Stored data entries
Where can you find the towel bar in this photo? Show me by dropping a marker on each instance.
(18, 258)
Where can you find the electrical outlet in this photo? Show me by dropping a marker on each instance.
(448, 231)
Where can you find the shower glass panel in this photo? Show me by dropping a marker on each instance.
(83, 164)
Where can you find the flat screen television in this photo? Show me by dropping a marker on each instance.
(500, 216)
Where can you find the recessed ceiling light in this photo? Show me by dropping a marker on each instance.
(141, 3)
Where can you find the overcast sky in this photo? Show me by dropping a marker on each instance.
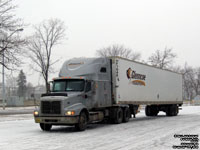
(143, 25)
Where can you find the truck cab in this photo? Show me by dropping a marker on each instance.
(76, 93)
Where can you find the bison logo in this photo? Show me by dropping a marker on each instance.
(135, 78)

▶ **WHAT YOU WILL DO**: Output exactly the lines from the one containing "Where can you find the recessed" through the last line of the records above, both included, leaving out any pictures.

▶ **SOLUTION TO THE EXERCISE**:
Where can you find the recessed ceiling light in this photo? Show me by dropping a marker on each instance.
(141, 3)
Where can you find the overcast sky in this photo? Show me by dropping a marker on each instance.
(143, 25)
Where can you find the truck cab in this photo? Show me by dropping a marker on each instance.
(76, 93)
Where can you find the bison logo in this photo? Show me by dropping a marker on each instance.
(135, 78)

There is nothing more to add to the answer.